# Stated problem
List every line in the rows below that contains the word "green", copying each one in full.

# Provided data

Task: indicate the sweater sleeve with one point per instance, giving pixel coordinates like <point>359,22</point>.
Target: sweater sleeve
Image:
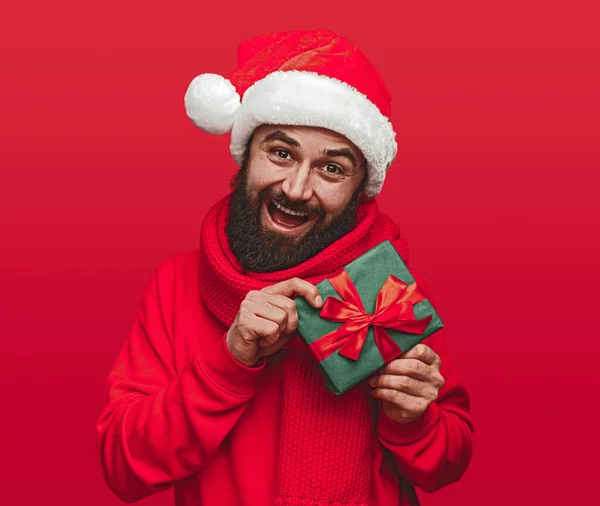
---
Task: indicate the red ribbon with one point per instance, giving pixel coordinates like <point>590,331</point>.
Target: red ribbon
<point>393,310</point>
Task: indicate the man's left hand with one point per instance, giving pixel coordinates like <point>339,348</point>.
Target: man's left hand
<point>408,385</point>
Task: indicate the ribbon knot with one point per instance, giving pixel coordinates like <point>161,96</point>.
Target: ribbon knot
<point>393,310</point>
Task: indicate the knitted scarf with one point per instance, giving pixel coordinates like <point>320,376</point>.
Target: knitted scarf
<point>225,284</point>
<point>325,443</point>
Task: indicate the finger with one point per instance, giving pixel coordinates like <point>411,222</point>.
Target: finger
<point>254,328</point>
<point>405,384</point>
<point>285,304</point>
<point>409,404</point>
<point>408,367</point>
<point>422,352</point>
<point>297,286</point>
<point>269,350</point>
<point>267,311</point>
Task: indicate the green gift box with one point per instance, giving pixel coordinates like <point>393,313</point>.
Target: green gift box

# Answer in full
Task: indicate the green gift box with one point per instance, giving pixel coordinates like <point>393,313</point>.
Target: green gift box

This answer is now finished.